The eyewitness' account contradicts the
government version of events and could exonerate Khadr of the war
crimes with which he is charged: murder, attempted murder, conspiracy,
spying and material support for terrorism.
"They weren't going
to tell us who he was or how to get in touch with him or where he was,"
said Kuebler, who has been lobbying the Canadian government to demand
repatriation of his client so he can be tried "in a legitimate system."
"This is a process that's not designed to be fair; it's designed to
produce convictions," Kuebler added.
Kuebler
described as "draconian" the government's use of protective orders -- a
move to shield evidence on grounds that its disclosure would reveal
intelligence tactics, undermine security or pose a risk to the person
providing it.
Affidavits sworn by bounty hunters in Pakistan who
turned over more than 200 of Guantanamo's prisoners in exchange for
sums upward of $5,000 are among the classified documents that neither
defendants nor trial observers are allowed to see.
That
withholding of classified information from the defense and the public
has resulted in many of the 305 prisoners here remaining in detention
for nearly six years without knowing exactly what they are accused of
or who made the accusations.
The evidence's chain of custody,
which often began with rival Afghan warlords, coupled with its
secretive handling by federal agencies, has intensified criticism of
the tribunals and the practice of indefinite detention from defense
lawyers, human rights advocates and legal scholars.

Objective 1 -
Summarize the passage on the Khadr case in two sentences.

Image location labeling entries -

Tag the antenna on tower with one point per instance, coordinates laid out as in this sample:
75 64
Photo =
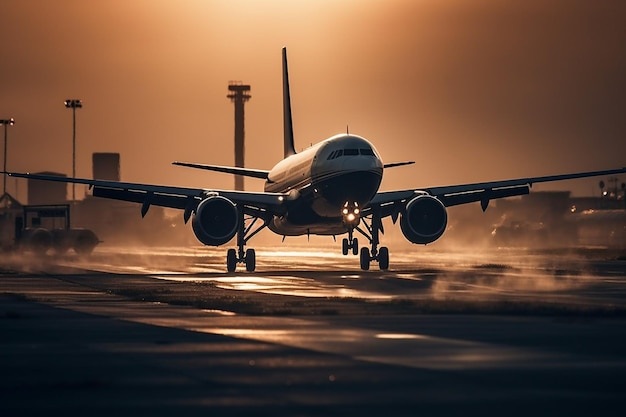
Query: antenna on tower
239 94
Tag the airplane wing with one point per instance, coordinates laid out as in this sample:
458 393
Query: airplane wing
247 172
452 195
166 196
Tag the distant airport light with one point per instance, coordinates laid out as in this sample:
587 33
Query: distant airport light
73 103
5 123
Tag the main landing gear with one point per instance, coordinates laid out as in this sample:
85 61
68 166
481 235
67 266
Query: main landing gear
244 233
374 227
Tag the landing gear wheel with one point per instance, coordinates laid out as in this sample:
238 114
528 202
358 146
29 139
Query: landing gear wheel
344 246
383 258
231 260
250 260
365 259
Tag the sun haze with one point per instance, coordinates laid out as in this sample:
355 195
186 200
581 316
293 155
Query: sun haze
472 91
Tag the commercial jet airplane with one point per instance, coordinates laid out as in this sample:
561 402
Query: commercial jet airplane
330 189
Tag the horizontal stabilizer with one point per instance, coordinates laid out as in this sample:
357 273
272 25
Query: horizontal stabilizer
246 172
398 164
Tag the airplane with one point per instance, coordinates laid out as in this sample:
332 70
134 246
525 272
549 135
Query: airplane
330 188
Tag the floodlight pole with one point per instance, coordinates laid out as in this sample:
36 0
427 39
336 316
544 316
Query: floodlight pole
73 104
6 123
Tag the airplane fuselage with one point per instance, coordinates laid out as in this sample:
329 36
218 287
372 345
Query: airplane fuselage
342 169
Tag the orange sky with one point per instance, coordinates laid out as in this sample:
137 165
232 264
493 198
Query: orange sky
471 90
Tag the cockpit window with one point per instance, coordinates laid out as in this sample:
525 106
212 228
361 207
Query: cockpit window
350 152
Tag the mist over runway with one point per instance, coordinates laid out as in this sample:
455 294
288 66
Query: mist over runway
311 334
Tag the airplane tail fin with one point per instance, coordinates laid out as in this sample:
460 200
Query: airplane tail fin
287 121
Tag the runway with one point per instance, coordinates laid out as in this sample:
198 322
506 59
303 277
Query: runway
441 333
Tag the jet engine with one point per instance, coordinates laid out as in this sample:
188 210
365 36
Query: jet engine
215 221
424 220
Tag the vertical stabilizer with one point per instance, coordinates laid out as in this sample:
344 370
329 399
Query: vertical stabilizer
287 122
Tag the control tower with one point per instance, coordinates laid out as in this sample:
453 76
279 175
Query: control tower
239 94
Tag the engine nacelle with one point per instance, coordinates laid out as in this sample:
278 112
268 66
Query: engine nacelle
424 220
215 221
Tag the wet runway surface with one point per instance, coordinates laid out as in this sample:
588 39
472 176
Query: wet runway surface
135 331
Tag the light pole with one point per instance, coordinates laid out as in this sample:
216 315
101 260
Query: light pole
73 103
6 123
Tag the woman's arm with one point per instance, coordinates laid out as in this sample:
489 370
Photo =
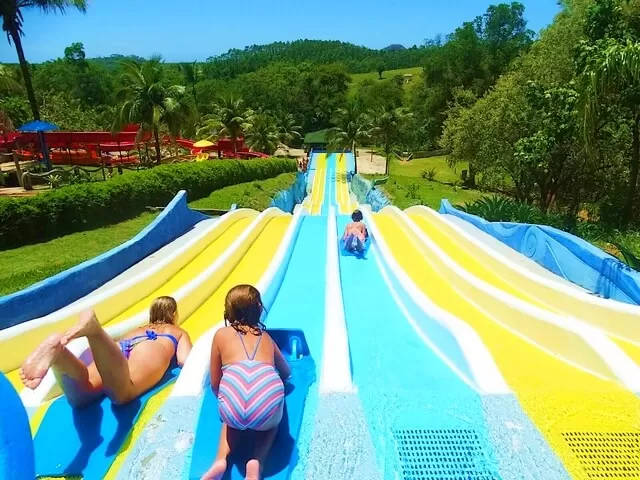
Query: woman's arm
183 349
280 362
216 365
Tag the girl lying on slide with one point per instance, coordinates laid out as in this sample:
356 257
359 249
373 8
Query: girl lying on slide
247 373
122 370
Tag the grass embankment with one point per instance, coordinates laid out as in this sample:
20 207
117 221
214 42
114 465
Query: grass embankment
27 265
256 195
407 185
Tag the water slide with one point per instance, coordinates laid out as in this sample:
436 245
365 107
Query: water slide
433 356
240 255
570 379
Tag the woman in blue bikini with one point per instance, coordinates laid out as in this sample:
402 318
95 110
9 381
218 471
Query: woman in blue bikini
122 370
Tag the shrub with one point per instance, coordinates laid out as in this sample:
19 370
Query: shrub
82 207
429 174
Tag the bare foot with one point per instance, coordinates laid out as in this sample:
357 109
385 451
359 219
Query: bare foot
216 471
35 367
253 470
87 325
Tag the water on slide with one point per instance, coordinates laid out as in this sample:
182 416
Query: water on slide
621 323
572 404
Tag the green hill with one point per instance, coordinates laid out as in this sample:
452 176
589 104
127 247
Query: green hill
357 59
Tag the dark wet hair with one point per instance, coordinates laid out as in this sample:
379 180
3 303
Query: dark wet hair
243 309
163 311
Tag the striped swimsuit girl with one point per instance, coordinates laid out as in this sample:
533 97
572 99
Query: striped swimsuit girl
250 393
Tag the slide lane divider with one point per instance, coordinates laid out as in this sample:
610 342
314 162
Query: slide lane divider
486 375
189 297
18 341
603 307
335 376
620 364
189 387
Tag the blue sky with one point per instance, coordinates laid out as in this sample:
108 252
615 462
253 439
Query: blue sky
198 29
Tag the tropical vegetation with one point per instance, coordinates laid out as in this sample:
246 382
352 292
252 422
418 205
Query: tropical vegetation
549 119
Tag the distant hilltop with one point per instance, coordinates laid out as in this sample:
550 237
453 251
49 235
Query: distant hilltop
394 47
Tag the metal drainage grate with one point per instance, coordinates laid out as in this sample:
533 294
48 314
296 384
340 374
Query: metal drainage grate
607 454
441 455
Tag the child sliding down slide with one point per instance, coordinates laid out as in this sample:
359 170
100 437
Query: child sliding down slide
247 375
355 234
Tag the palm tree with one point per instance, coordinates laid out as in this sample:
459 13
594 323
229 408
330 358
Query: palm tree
191 73
145 100
8 83
230 118
352 127
262 134
615 71
387 128
288 129
12 23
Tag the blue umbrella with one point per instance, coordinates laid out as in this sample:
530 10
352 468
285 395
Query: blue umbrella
40 127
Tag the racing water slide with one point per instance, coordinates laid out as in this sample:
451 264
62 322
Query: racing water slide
619 320
573 382
294 299
424 383
94 441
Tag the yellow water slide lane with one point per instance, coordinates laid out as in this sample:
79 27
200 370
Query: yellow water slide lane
249 268
621 322
574 409
319 184
343 198
188 304
110 310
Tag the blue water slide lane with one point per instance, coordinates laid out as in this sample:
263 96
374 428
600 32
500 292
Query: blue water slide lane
296 318
66 287
402 384
563 254
89 448
330 186
16 448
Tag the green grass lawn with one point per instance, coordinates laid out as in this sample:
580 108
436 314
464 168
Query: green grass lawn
358 78
406 186
26 265
256 195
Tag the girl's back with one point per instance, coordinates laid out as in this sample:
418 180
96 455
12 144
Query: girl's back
237 346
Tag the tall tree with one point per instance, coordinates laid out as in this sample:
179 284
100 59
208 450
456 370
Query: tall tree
288 129
262 134
230 118
8 82
352 127
610 76
12 24
387 129
145 100
191 73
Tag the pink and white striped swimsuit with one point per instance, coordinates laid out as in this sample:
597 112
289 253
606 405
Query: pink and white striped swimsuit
250 392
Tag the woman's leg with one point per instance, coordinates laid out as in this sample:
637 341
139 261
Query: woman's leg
79 383
110 362
219 466
264 438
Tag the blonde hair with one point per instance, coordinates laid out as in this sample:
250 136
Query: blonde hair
163 311
243 308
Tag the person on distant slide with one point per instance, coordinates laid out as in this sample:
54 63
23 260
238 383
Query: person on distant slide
122 370
248 372
355 234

Objective 2 -
Return, line for line and unchanged, the records starting at the line that contains "Tag the blonde" and ending at the last line of the records.

Final result 1 -
An eyewitness account contradicts the government's version of events and could exonerate Khadr of the war crimes he is charged with, while Kuebler calls the process one designed to produce convictions and describes the government's use of protective orders as draconian. Classified material, including affidavits from bounty hunters in Pakistan, is withheld from defendants and trial observers, which has left many of the 305 prisoners detained for nearly six years without knowing exactly what they are accused of and has intensified criticism of the tribunals and indefinite detention.

Final result 2 -
Tag the blonde hair with one point per instance, coordinates laid out as in this sample:
250 136
Query: blonde hair
163 311
243 308
Tag the person on distant slide with one point per instance, coordinates laid out as in this sample:
54 63
23 260
238 383
Query: person on distant slide
122 370
248 372
355 234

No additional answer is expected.